## What is asked
Pictures stay out; everything else in the records below is copied exactly.

## Data for this exercise
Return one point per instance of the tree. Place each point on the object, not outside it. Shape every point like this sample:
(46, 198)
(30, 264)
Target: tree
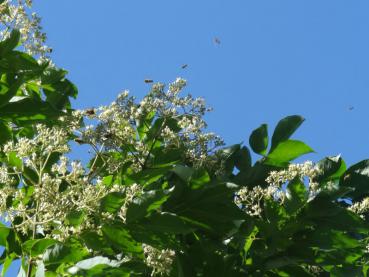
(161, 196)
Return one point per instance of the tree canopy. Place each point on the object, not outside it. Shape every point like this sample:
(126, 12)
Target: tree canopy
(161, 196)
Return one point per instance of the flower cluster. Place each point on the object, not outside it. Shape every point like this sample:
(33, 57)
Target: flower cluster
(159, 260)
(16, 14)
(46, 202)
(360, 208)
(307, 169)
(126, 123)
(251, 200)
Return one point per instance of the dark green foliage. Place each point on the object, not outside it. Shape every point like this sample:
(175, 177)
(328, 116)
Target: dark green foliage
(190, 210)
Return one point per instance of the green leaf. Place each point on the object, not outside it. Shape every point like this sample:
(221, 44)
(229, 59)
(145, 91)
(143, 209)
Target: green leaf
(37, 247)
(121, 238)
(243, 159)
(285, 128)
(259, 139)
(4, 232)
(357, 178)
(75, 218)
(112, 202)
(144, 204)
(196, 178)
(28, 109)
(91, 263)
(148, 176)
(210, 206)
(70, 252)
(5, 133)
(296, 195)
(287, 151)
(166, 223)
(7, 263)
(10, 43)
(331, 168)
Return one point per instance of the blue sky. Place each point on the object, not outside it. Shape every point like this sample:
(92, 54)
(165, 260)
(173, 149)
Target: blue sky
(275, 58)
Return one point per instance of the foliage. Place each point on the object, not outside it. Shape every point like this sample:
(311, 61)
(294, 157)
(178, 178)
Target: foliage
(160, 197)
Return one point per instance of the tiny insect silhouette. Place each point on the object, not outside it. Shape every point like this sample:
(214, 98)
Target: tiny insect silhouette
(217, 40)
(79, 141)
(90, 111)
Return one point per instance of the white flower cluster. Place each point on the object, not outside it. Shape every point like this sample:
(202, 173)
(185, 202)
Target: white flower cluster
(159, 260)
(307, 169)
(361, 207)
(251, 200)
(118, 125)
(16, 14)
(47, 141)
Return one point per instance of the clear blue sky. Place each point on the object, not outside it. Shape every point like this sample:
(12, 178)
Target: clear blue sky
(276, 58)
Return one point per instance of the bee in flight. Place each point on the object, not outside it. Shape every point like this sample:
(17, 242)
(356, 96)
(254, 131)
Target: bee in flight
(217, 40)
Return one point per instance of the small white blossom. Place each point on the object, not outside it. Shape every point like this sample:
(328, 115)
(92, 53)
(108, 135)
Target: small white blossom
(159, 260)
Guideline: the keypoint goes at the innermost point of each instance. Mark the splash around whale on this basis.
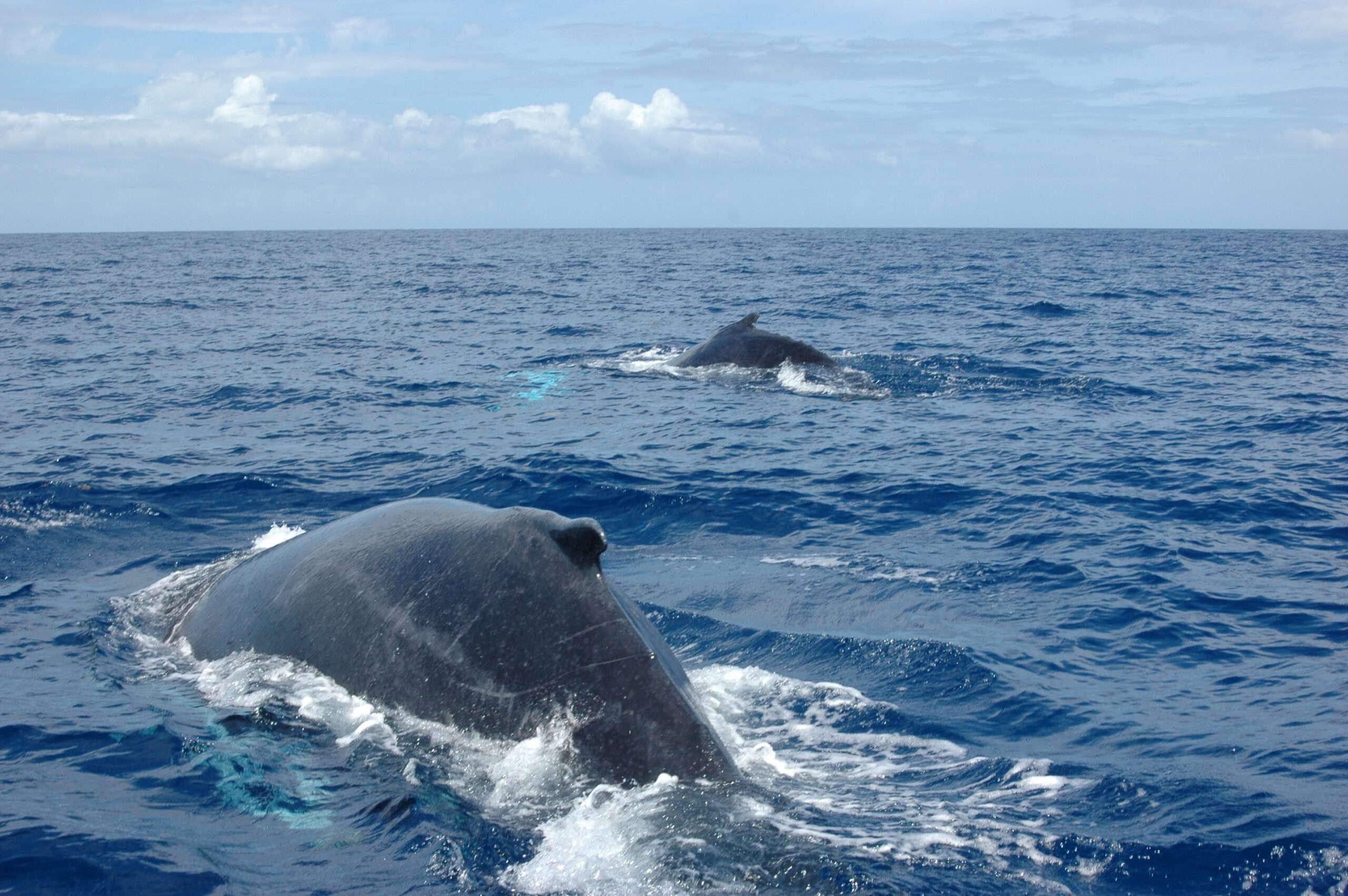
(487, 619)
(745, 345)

## Correct answer
Return one point per instance of the tree. Place each point on the object, not outside it. Shape every point like this sample:
(46, 198)
(30, 264)
Target: tree
(161, 196)
Return one point per instance of the tree canopy. Place each point on the object, not outside it. Shape every point like this sample:
(126, 12)
Target: tree canopy
(161, 196)
Return one point per instance of the flower cluster. Place each point on the object, not outside it. Shape every point like this sample:
(33, 57)
Target: flower cluster
(159, 260)
(16, 14)
(46, 202)
(360, 208)
(307, 169)
(126, 123)
(251, 200)
Return one point per instance of the dark green foliage. Place each point on the object, not outside it. Shape every point like this sample:
(175, 177)
(328, 116)
Target: dark green foliage
(190, 210)
Return one point per instance of the green leaf. Place each point on the object, not outside it. Shape every point like this sample:
(221, 44)
(229, 59)
(145, 91)
(143, 209)
Target: green leaf
(37, 247)
(121, 238)
(243, 159)
(285, 128)
(259, 139)
(4, 232)
(357, 178)
(75, 218)
(112, 202)
(144, 204)
(196, 178)
(28, 109)
(91, 263)
(148, 176)
(210, 206)
(70, 252)
(5, 133)
(296, 195)
(287, 151)
(166, 223)
(7, 263)
(10, 43)
(331, 168)
Return one point per instance of the blue sky. Place each point on the object, not outside it. Shape every point like this sample:
(92, 54)
(165, 260)
(173, 149)
Target: blue sky
(275, 58)
Return one point per instance of the foliage. Place each point on the object, not outside it. Shape every point like this sample:
(311, 61)
(294, 157)
(178, 178)
Target: foliage
(160, 197)
Return one point per instance of the tiny insect silhouette. Place each point on the object, not outside it. Shape every point like this sample:
(214, 98)
Target: tiny insect silhouette
(217, 40)
(79, 141)
(90, 111)
Return one point per instance of the white flower cluster. Place each point on the object, not outside it. Shape every point like this sample:
(202, 173)
(185, 202)
Target: white flower cluster
(159, 260)
(307, 169)
(361, 207)
(251, 200)
(118, 125)
(16, 14)
(47, 141)
Return one point per instance of the clear blue sky. Place each point on the object, not outside it. Shape every point like this sample:
(12, 178)
Target: clear blue sky
(276, 58)
Return one point per instance of the bee in flight. Place each point on the object, not outside it. Shape every point like this sample:
(17, 242)
(356, 96)
(254, 131)
Target: bee in flight
(217, 40)
Return one point per instance of the small white blossom. Place each point on the object, not outside it. Shape every point like this sample:
(328, 115)
(92, 53)
(108, 135)
Target: small white blossom
(159, 260)
Guideline: the keypoint goes at the innermost point of each instance. Mark the splash around whale on this basis.
(487, 619)
(745, 345)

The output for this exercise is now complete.